### Directions for this task
Nothing but an exact copy is wanted: the line with "Where can the jersey" and each line after it in the data below, last line included.

### Data for processing
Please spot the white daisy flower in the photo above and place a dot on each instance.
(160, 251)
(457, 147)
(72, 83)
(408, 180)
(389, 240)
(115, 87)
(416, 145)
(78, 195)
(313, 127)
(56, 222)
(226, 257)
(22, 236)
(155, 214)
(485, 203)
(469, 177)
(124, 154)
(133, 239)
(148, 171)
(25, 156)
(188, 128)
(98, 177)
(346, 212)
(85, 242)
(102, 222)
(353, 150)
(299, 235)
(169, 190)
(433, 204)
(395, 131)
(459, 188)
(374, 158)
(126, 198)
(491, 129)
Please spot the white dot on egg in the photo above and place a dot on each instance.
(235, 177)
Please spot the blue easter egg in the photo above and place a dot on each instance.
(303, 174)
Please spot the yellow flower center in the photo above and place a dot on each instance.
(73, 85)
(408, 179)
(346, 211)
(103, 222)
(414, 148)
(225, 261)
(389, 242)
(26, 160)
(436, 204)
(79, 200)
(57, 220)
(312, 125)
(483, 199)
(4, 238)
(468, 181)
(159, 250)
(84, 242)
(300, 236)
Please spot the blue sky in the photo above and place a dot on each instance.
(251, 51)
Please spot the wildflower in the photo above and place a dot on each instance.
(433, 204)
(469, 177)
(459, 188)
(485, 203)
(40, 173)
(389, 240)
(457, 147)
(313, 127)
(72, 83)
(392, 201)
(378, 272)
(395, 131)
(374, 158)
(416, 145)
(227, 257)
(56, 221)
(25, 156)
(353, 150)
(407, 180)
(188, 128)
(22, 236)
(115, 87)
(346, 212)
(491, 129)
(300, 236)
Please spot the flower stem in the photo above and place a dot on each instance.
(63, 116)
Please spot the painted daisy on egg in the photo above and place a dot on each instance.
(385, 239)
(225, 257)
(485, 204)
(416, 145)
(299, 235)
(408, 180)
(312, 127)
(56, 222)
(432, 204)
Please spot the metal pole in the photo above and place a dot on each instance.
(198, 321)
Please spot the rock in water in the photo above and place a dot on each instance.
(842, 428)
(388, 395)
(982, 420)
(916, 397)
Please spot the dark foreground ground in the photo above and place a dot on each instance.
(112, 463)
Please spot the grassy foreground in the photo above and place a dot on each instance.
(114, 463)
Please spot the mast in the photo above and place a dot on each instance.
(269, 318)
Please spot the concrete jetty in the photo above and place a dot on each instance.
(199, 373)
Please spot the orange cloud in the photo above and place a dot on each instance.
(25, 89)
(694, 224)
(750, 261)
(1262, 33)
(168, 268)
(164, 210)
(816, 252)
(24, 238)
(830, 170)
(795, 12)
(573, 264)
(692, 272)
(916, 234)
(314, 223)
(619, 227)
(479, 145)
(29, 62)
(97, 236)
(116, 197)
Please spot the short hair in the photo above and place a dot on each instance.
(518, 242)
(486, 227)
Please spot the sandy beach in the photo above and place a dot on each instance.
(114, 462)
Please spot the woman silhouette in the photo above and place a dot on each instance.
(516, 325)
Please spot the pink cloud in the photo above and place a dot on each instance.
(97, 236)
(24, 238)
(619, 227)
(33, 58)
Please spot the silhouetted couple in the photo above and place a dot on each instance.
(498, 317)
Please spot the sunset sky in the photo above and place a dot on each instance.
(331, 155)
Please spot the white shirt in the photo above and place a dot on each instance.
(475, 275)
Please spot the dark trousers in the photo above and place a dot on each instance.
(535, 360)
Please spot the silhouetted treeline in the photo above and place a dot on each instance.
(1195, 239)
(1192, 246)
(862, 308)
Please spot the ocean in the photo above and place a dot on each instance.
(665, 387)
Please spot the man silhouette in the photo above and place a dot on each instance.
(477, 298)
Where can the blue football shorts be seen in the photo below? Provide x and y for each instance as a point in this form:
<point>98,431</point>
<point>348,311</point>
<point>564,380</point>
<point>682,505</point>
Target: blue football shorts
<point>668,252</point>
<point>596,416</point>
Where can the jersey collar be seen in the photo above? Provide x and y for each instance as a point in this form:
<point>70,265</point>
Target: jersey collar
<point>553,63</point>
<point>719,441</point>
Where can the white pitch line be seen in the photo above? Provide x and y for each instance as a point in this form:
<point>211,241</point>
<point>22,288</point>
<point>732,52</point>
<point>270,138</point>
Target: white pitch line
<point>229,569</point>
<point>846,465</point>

### Task response
Where can the jersey collar be seen in the photo above? Provide x and y for each instance as a point in this form:
<point>70,265</point>
Target: jersey collar
<point>553,63</point>
<point>719,441</point>
Where can the white pitch line be seen in the photo above? Provide x and y for each instance as a point in this form:
<point>211,241</point>
<point>22,288</point>
<point>732,52</point>
<point>270,138</point>
Target: white pitch line
<point>229,569</point>
<point>846,465</point>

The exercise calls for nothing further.